:: Data to examine ::

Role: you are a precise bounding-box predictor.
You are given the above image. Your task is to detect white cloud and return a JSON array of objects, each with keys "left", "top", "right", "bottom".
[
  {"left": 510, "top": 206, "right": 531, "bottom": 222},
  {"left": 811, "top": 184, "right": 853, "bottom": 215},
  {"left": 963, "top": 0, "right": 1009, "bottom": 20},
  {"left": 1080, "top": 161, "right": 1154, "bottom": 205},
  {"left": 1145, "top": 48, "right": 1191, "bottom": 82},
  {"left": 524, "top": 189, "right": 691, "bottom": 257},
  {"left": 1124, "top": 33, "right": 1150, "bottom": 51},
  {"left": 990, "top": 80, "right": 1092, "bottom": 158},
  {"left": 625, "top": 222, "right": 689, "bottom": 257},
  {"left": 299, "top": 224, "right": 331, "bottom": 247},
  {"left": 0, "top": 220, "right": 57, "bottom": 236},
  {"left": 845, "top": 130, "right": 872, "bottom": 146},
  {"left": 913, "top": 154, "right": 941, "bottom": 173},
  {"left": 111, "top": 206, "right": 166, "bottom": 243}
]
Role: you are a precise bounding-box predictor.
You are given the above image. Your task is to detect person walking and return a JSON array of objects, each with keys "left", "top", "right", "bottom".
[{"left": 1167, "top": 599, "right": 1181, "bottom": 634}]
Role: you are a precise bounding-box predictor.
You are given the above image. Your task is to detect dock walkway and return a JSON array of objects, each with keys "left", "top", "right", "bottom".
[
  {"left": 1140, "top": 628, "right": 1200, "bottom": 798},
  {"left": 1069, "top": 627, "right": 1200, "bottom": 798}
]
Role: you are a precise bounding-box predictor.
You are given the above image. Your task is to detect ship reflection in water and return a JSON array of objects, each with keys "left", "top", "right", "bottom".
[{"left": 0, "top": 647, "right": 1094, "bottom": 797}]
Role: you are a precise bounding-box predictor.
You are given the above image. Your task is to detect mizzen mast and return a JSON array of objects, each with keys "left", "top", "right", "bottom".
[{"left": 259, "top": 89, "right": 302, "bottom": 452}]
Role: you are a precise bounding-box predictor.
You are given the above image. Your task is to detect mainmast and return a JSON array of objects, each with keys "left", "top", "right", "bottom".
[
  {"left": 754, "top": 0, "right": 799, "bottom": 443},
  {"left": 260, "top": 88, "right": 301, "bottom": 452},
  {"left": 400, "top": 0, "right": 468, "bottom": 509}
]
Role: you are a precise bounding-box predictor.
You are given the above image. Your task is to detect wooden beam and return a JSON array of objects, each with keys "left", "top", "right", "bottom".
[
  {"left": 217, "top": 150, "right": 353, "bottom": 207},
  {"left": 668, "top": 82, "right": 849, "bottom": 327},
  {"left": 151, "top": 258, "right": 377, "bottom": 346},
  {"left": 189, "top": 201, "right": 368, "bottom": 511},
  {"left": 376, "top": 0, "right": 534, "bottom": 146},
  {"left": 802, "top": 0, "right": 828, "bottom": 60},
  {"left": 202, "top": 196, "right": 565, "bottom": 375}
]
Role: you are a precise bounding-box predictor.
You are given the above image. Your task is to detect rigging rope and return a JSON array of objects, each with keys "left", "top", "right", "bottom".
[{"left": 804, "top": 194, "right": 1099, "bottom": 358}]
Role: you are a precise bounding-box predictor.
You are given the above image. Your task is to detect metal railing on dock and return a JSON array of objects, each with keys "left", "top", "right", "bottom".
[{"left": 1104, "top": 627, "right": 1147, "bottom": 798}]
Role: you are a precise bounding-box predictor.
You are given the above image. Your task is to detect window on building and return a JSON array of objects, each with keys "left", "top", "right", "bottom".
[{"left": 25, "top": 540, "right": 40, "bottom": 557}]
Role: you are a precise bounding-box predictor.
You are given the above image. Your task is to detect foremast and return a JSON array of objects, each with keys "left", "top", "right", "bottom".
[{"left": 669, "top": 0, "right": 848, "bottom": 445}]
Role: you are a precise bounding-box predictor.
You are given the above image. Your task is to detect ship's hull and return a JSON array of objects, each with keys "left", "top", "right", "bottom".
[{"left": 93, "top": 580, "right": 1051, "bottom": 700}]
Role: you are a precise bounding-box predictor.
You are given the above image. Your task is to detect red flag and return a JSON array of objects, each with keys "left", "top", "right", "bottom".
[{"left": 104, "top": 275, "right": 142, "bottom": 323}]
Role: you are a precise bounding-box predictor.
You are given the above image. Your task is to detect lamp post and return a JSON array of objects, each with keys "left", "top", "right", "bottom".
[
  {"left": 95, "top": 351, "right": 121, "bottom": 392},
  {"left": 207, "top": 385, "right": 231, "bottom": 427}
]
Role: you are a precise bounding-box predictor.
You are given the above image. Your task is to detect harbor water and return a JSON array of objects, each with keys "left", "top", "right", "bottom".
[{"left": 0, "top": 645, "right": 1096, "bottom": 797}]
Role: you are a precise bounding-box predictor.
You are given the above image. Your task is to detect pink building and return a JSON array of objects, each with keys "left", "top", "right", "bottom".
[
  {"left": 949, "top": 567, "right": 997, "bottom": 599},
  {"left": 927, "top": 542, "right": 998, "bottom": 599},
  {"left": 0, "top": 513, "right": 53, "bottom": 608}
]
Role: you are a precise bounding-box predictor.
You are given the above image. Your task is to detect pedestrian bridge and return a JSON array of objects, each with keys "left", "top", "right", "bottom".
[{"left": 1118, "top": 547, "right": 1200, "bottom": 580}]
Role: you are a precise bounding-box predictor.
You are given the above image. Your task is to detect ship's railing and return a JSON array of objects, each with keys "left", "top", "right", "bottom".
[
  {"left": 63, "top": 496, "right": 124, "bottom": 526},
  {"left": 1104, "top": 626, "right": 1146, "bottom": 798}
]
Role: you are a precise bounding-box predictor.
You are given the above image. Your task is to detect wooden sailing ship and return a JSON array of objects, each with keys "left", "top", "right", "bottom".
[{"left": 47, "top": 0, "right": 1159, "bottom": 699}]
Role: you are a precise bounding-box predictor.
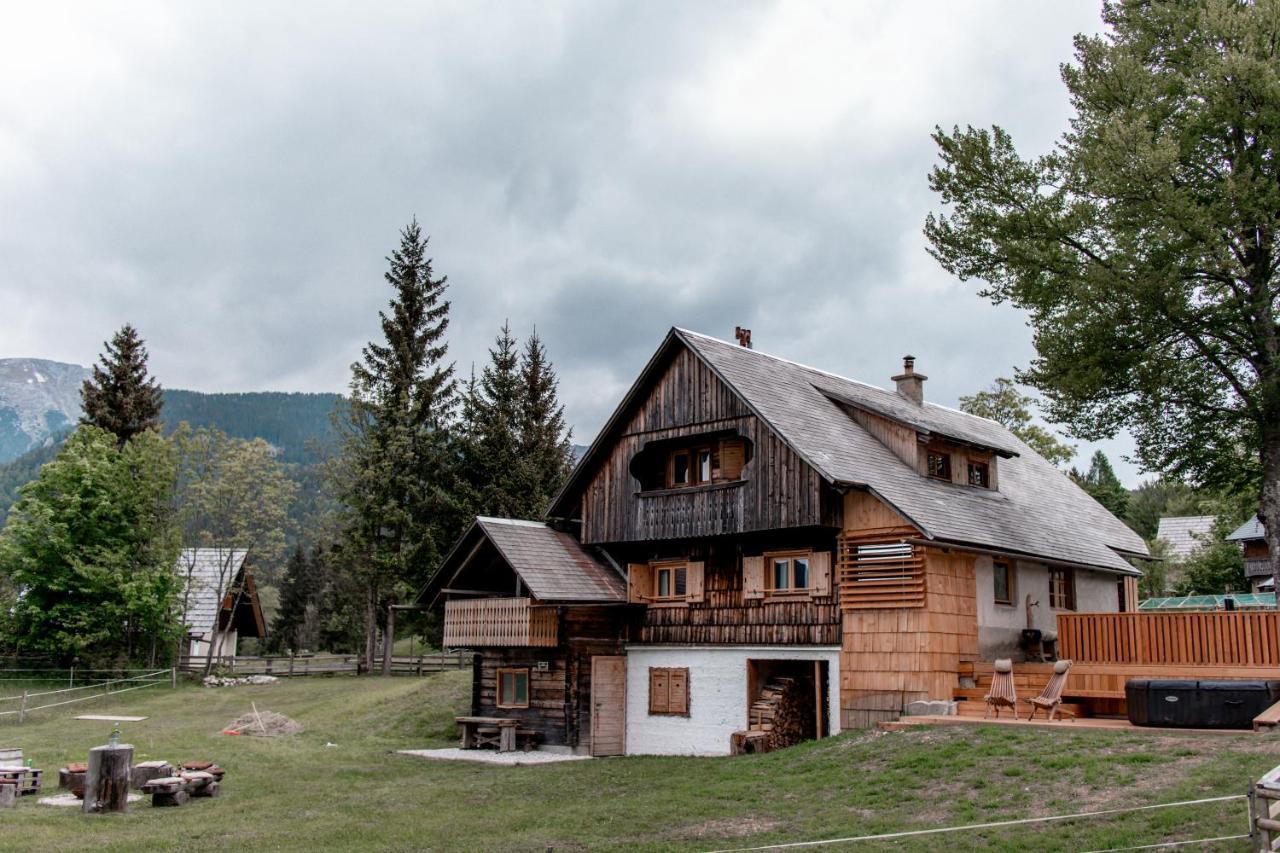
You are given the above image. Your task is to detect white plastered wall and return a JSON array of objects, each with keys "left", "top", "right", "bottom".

:::

- Task details -
Each line of the data must be restated exactly, and the pictures must be left out.

- Your response -
Role: you are a precise bounding-box predictor.
You are given the above image. Your task is to detect white cloud and return a JSON array of objects, each with keys "left", "top", "right", "bottom".
[
  {"left": 510, "top": 206, "right": 531, "bottom": 222},
  {"left": 811, "top": 184, "right": 853, "bottom": 215},
  {"left": 963, "top": 0, "right": 1009, "bottom": 20},
  {"left": 1080, "top": 161, "right": 1154, "bottom": 205},
  {"left": 1145, "top": 48, "right": 1191, "bottom": 82},
  {"left": 524, "top": 189, "right": 691, "bottom": 257},
  {"left": 1124, "top": 33, "right": 1150, "bottom": 51},
  {"left": 990, "top": 80, "right": 1092, "bottom": 158},
  {"left": 625, "top": 222, "right": 689, "bottom": 257},
  {"left": 299, "top": 224, "right": 331, "bottom": 247},
  {"left": 0, "top": 220, "right": 57, "bottom": 236},
  {"left": 845, "top": 130, "right": 872, "bottom": 146},
  {"left": 913, "top": 154, "right": 941, "bottom": 173},
  {"left": 111, "top": 206, "right": 166, "bottom": 243}
]
Role: you are a precise bounding-box predictor.
You are given the above image. Your task is to detect person walking and return a JSON array of objects, each with keys "left", "top", "right", "bottom".
[{"left": 1167, "top": 599, "right": 1181, "bottom": 634}]
Role: you are a precise bounding-box predictor.
You are given the above image. Your task is to detect dock walkway and return a JSON array of objects, each with keys "left", "top", "right", "bottom".
[
  {"left": 1140, "top": 628, "right": 1200, "bottom": 798},
  {"left": 1069, "top": 627, "right": 1200, "bottom": 798}
]
Role: you are a precise bounding-box predictor.
You are given the above image. Your task is to detect ship reflection in water and return a JSON array of objects, each with keys "left", "top", "right", "bottom".
[{"left": 0, "top": 647, "right": 1094, "bottom": 797}]
Role: you are a precise bounding-box predictor.
You are given the above image. Your task is to detect mizzen mast and return a JSON array of objects, each with keys "left", "top", "right", "bottom".
[{"left": 259, "top": 89, "right": 302, "bottom": 452}]
Role: you are a precise bounding-box predictor.
You are given the above image. Your task is to detect mainmast and return a JSON array of objects, each with keys "left", "top", "right", "bottom".
[
  {"left": 754, "top": 0, "right": 799, "bottom": 443},
  {"left": 260, "top": 88, "right": 301, "bottom": 452},
  {"left": 400, "top": 0, "right": 468, "bottom": 509}
]
Role: you are a precise bounding-box predictor.
You are given the above image. Your task is to detect wooden beam and return a JSON array of objects, each with keys "left", "top", "right", "bottom".
[
  {"left": 217, "top": 150, "right": 353, "bottom": 207},
  {"left": 668, "top": 82, "right": 849, "bottom": 327},
  {"left": 151, "top": 258, "right": 377, "bottom": 346},
  {"left": 189, "top": 201, "right": 368, "bottom": 511},
  {"left": 376, "top": 0, "right": 534, "bottom": 146},
  {"left": 802, "top": 0, "right": 828, "bottom": 60},
  {"left": 202, "top": 196, "right": 565, "bottom": 375}
]
Role: you are a precise bounding-box predictor.
You are given the above image. Your task is to detect rigging rope and return a JSON array of objects, each with keys "left", "top", "right", "bottom".
[{"left": 804, "top": 194, "right": 1099, "bottom": 358}]
Role: you are a precise bounding-box predictor.
You are given the above image. Your task is to detect metal railing on dock and return a JSON array of objects, each with keys "left", "top", "right", "bottom".
[{"left": 1104, "top": 627, "right": 1147, "bottom": 798}]
Role: you are a precise bounding-box predictor.
You are given the above image. Your task is to detect window on building and return a JSON array of objects, each with keys "left", "top", "right", "bottom".
[{"left": 25, "top": 540, "right": 40, "bottom": 557}]
Role: you are a precise bounding-box predictor.
You are given the above image. Your task is to detect foremast and return a JSON array of objects, each with keys "left", "top", "right", "bottom".
[{"left": 669, "top": 0, "right": 848, "bottom": 445}]
Role: you are a precise bounding-box predictor.
You are given the above image. Your task is to detect ship's hull and return a JSON array of objects, each with keys "left", "top", "right", "bottom".
[{"left": 93, "top": 580, "right": 1051, "bottom": 700}]
Role: you are a precise bounding-box predictor.
You are given the above image. Your task is to detect red flag and return a JSON array of objects, each with keys "left", "top", "right", "bottom".
[{"left": 104, "top": 275, "right": 142, "bottom": 323}]
Role: you are a precise bounding-box predictor.
You are given the above image. Your task is to detect lamp post and return a JSON array of objects, each with keys "left", "top", "right", "bottom".
[
  {"left": 95, "top": 351, "right": 121, "bottom": 392},
  {"left": 207, "top": 385, "right": 231, "bottom": 427}
]
Role: you are a precise bounding-box predictor.
You are given the above image. Your task is to detect harbor water and return a JSON array of objects, each with keys "left", "top", "right", "bottom".
[{"left": 0, "top": 645, "right": 1096, "bottom": 797}]
Role: you are a precise bounding-box predictor.
You are given the above image. Your task is to detect pink building and return a JSON array of objects, each with keys "left", "top", "right", "bottom".
[
  {"left": 949, "top": 567, "right": 997, "bottom": 599},
  {"left": 927, "top": 542, "right": 998, "bottom": 599},
  {"left": 0, "top": 513, "right": 53, "bottom": 608}
]
Role: you are a precise bounding-box predictor.
You are given the above image. Your task is to detect pedestrian bridge and return a JSON array of objects, each with keys "left", "top", "right", "bottom".
[{"left": 1118, "top": 547, "right": 1200, "bottom": 580}]
Role: you are a precise bounding-box predictor.
You are given the above image. Your task is to detect ship's railing and return a JSON array of objects, each with keys "left", "top", "right", "bottom".
[
  {"left": 63, "top": 496, "right": 124, "bottom": 526},
  {"left": 1104, "top": 626, "right": 1146, "bottom": 798}
]
Role: you are a precise bounding-box predictor.
You are given the above image. Your task is to detect wooden sailing ship and return a JSON array of objects, each with keys "left", "top", "right", "bottom".
[{"left": 47, "top": 0, "right": 1159, "bottom": 699}]
Role: you are a precise bounding-box predictor.
You are given the above image. Your task is to detect white plastered wall and return a JSON array of objects, each with keys "left", "top", "right", "bottom".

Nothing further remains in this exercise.